> **Task prompt**
Print the data verbatim. Leave every image out.

________________

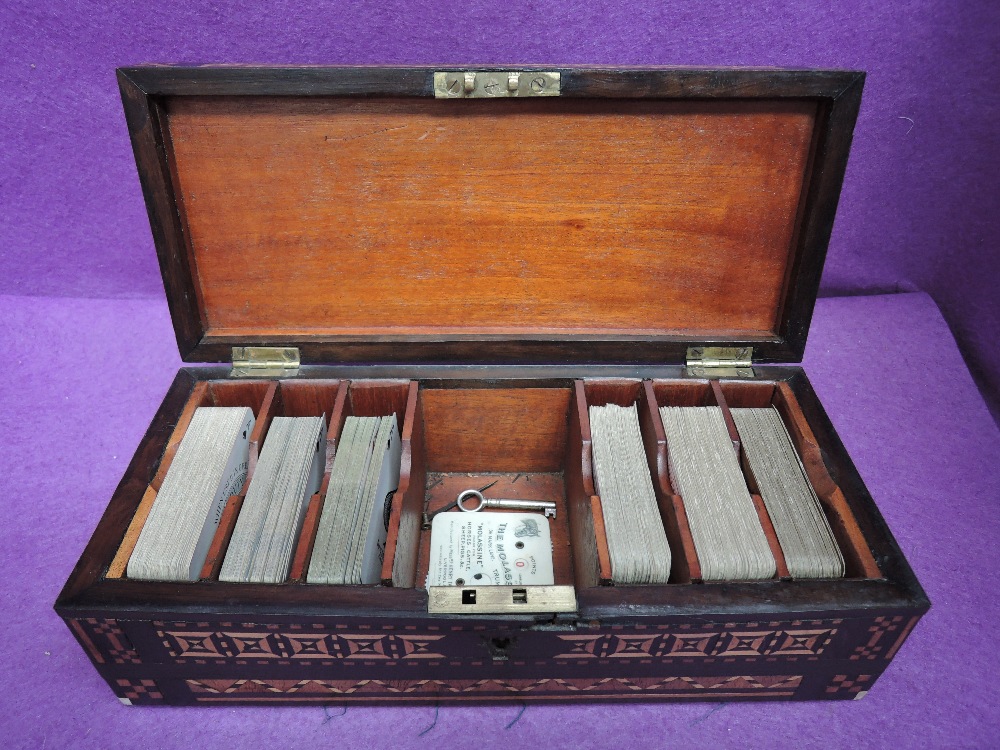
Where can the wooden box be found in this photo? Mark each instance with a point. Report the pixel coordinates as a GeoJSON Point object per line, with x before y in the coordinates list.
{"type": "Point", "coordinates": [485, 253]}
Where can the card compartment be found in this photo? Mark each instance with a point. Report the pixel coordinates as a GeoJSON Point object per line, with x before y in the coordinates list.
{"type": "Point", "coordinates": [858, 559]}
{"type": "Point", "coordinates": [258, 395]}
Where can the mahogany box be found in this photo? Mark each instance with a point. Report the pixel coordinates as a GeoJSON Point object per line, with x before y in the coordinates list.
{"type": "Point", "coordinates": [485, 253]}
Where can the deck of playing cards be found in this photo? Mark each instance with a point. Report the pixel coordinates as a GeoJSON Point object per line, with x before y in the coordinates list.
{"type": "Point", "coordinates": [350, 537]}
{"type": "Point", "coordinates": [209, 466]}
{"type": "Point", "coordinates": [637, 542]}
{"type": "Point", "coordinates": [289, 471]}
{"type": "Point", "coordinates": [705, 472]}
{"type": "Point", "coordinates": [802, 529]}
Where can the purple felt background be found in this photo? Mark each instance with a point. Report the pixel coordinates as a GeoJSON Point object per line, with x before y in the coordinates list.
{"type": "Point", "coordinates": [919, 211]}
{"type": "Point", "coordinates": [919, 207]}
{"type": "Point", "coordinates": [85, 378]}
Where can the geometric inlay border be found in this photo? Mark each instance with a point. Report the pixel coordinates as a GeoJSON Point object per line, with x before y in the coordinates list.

________________

> **Solution**
Where can the wooden box be found in this photo? Mark each instance with a point. Report the pixel coordinates as a GeoJSON Point object per line, with x before y in the coordinates list.
{"type": "Point", "coordinates": [485, 253]}
Where can the card compartment be found in this photo? Mark each instance with a point. Report the pixel coordinates as a GeoJSON Point object per line, with x before y in the coordinates list.
{"type": "Point", "coordinates": [858, 559]}
{"type": "Point", "coordinates": [258, 395]}
Where can the mahogany box be found in this photo? Mark each instance with a point. Report the pixel coordinates as a GeoJSON Point object per line, with x before y in the coordinates list.
{"type": "Point", "coordinates": [485, 253]}
Where can the deck of playing cards be found in this photo? Mark each instance with a point. Report the pixel coordinates as a GeoJSON Point object per line, with x before y in the coordinates list.
{"type": "Point", "coordinates": [350, 537]}
{"type": "Point", "coordinates": [209, 466]}
{"type": "Point", "coordinates": [637, 542]}
{"type": "Point", "coordinates": [289, 471]}
{"type": "Point", "coordinates": [705, 472]}
{"type": "Point", "coordinates": [802, 529]}
Where can the purple felt background be found in this photo? Mark each instance with a point. Report the pixel coordinates as a GeoJSON Point object per line, with x before y in the coordinates list.
{"type": "Point", "coordinates": [919, 211]}
{"type": "Point", "coordinates": [919, 207]}
{"type": "Point", "coordinates": [85, 378]}
Where can the geometric inlay border be found in this photo? Mark each instance with a point. Report the pixel coordinates as a GeoJSON Point object per line, with x before y in the coordinates list.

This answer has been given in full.